Dataset entries
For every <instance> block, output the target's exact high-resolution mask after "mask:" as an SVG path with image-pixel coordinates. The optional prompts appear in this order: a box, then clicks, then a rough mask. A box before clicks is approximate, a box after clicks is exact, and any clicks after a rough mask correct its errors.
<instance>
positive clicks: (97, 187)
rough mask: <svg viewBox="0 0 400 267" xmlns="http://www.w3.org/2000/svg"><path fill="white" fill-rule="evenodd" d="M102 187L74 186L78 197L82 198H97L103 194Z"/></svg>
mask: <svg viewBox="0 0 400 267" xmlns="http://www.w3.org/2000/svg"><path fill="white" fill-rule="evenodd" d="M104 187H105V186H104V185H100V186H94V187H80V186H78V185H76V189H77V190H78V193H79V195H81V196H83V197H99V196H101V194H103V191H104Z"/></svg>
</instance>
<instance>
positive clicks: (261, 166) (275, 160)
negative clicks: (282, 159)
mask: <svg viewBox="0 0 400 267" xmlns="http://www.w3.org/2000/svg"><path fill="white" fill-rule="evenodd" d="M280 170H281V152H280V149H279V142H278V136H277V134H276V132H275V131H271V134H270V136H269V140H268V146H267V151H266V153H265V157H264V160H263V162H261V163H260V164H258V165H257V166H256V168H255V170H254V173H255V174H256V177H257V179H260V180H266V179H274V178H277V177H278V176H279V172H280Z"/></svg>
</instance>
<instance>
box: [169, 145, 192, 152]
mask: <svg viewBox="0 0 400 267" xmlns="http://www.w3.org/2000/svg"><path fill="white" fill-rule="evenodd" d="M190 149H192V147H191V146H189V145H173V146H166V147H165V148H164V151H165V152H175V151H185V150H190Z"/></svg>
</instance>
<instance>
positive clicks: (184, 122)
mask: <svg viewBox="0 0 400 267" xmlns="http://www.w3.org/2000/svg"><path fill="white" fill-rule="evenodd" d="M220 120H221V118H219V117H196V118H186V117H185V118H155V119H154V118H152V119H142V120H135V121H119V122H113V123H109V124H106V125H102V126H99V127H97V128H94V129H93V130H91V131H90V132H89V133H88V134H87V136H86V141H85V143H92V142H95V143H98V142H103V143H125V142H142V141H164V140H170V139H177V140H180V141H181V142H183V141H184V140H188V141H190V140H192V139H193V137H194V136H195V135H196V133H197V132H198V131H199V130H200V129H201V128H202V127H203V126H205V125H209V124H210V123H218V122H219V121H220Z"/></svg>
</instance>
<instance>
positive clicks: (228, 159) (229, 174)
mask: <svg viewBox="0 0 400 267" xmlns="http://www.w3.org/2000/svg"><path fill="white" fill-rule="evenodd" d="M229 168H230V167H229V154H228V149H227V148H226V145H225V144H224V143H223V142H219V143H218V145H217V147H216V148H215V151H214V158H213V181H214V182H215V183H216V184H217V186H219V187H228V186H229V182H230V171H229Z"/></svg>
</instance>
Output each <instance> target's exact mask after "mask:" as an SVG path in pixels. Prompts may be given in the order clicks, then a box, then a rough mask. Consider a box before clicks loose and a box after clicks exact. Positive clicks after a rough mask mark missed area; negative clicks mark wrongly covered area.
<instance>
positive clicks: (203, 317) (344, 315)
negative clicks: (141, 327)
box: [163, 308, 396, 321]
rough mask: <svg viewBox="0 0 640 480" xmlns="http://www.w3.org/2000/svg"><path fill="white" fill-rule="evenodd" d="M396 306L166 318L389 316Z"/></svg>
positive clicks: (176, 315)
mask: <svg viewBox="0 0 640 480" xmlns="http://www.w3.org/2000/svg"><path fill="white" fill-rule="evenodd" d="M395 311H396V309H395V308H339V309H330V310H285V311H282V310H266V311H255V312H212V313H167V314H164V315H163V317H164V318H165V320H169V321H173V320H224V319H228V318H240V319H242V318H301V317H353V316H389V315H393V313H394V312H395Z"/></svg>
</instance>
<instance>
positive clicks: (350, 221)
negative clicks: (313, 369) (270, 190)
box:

**REQUIREMENT:** Lines from the top of the entries through the line with "positive clicks: (261, 166) (275, 160)" are to be transcribed exactly, and nothing more.

**RESULT OF THIS TASK:**
For every <instance> block, output the target's exact high-resolution mask after "mask:" as an SVG path with image-pixel coordinates. The optional prompts appear in this order: a box, then clicks, then a rough mask. A box before clicks is approximate, a box after clicks is exact, and any clicks after a rough mask correct its errors.
<instance>
positive clicks: (97, 187)
rough mask: <svg viewBox="0 0 400 267" xmlns="http://www.w3.org/2000/svg"><path fill="white" fill-rule="evenodd" d="M102 187L74 186L78 197L82 198H97L103 194Z"/></svg>
mask: <svg viewBox="0 0 400 267" xmlns="http://www.w3.org/2000/svg"><path fill="white" fill-rule="evenodd" d="M104 187H105V186H104V185H100V186H94V187H80V186H78V185H76V189H77V190H78V193H79V195H81V196H83V197H99V196H101V194H103V191H104Z"/></svg>
</instance>
<instance>
positive clicks: (261, 166) (275, 160)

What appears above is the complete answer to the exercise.